• [REQUIREMENTS]:
Render the listing below as a Markdown table with the columns Row and Listing line, numbering each row and skipping blank lines. Exclude the pictures from the table.

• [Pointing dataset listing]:
:::::
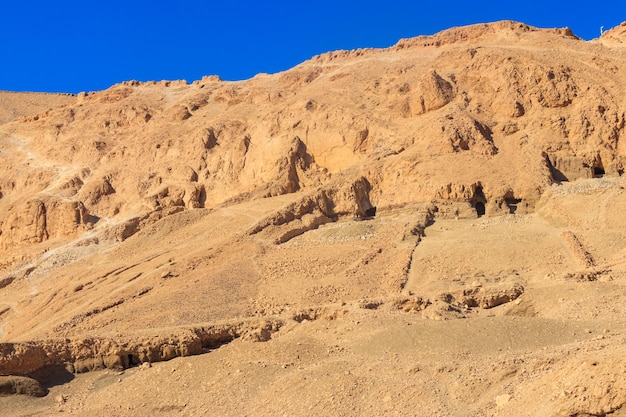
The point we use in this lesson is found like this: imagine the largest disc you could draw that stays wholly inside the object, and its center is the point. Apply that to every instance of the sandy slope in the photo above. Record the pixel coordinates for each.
(174, 249)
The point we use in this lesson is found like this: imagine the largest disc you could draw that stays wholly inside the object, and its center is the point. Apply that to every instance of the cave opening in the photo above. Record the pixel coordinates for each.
(478, 201)
(480, 208)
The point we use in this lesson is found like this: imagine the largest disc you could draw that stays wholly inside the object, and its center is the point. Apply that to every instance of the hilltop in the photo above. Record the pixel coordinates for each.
(433, 228)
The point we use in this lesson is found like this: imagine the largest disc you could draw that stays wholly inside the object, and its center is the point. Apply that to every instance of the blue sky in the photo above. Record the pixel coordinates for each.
(72, 46)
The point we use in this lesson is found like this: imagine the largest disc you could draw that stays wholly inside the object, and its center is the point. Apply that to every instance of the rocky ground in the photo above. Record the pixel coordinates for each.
(431, 229)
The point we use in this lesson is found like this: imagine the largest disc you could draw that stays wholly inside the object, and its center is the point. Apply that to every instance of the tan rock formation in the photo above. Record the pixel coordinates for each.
(434, 226)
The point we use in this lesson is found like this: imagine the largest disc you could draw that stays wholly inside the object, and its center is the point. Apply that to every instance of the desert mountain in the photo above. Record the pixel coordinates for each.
(435, 228)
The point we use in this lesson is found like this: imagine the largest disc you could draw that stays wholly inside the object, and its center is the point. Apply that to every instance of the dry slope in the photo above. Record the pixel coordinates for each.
(426, 229)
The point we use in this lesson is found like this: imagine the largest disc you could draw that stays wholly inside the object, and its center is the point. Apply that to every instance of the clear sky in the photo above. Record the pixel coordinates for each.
(88, 45)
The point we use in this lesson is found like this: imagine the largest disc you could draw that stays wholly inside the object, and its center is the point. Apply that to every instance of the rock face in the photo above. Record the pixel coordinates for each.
(453, 196)
(464, 105)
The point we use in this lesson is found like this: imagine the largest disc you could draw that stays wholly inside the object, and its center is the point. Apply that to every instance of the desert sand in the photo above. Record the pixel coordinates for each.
(435, 228)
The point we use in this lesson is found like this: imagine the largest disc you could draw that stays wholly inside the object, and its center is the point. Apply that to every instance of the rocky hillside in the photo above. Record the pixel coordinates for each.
(164, 219)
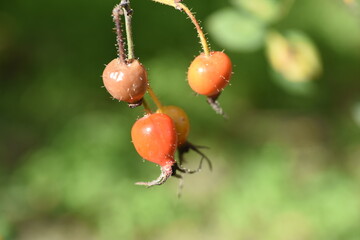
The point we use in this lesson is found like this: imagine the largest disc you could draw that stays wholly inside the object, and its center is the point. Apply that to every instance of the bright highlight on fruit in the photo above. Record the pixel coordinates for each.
:::::
• [SOLUTION TO THIS EXERCISE]:
| Row | Listing line |
|---|---|
| 1 | The point we use in this lesson is found like this: imagine the largest disc you could draw that stays wholly inside the object, and its center is the point. Apply that to every instance of the sandy slope in the photo above. Record the pixel coordinates for each. |
| 2 | (174, 249) |
| 3 | The point we use in this lesson is found like this: imagine the largest disc you could draw that stays wholly inside the object, and its center is the point. Apply that to every instance of the cave opening in the photo above. Record the pixel coordinates for each. |
| 4 | (478, 201) |
| 5 | (480, 208) |
| 6 | The point we use in this lesson is found like this: imagine the largest disc you could draw that stays wholly inside the object, and its center is the point. Apply that to every instance of the hilltop in the photo above. Record the pixel coordinates for each. |
| 7 | (433, 228) |
| 8 | The point we use in this lesson is found like this: imagine the largest disc you could draw that stays wholly inside the object, and its center is the point. Apply that to every instance of the blue sky in the photo above. Record the pixel coordinates for each. |
| 9 | (72, 46) |
| 10 | The point we use in this lesson is found like this: imagine the largest disc you could draw that stays wholly inside the object, and its center is the point. Apply that to every instance of the rocky ground in the photo above. Record the pixel coordinates for each. |
| 11 | (431, 229) |
| 12 | The point we use in this lesson is found like this: imagine the largest disc you could draw that stays wholly inside the object, and its center is the point. Apply that to every instance of the tan rock formation in the photo above. Record the pixel coordinates for each. |
| 13 | (434, 226) |
| 14 | The point we use in this lesson is found like this: imagine the largest disc you could draw that stays wholly inside the object, and its center is the point. Apply that to every instance of the desert mountain in the photo above. Record the pixel coordinates for each. |
| 15 | (435, 228) |
| 16 | The point we use in this lesson is found like this: imagine the largest disc you could draw that stays wholly inside the object, and its center is the point. Apply that to every instance of the dry slope in the photo above. Record the pixel coordinates for each. |
| 17 | (426, 229) |
| 18 | The point we use in this lesson is found like this: imagine the largest disc you could draw that stays wholly inside the object, and its center is the point. Apply that to every instance of the clear sky in the photo above. Record the pixel coordinates for each. |
| 19 | (88, 45) |
| 20 | The point we use in this lesson is found like this: imagine the largest disc you could draw that stays wholly inside the object, and its center is the point. Apply that to every instance of the rock face in the photo above. Record the pixel coordinates for each. |
| 21 | (453, 196) |
| 22 | (464, 105) |
| 23 | The point we use in this lesson is found like this: imagine the largest disc you could draw that stays wholly inside the object, and its center is the point. Apply that to every instance of the desert sand in the photo above. Record the pixel coordinates for each. |
| 24 | (435, 228) |
| 25 | The point we use in this lesson is found like this: imagine the largest disc you could draw that stays wholly inside the object, and its center is the point. Apply that to every instance of the rocky hillside in the photo above. Record the pixel coordinates for each. |
| 26 | (164, 219) |
| 27 | The point we use in this lesson is found like this: imagine the largest disc you could draw that stays wholly inside the object, and its center is the point. Apply that to every instance of the bright highlight on fruit in the photo above. Record the pixel coordinates for each. |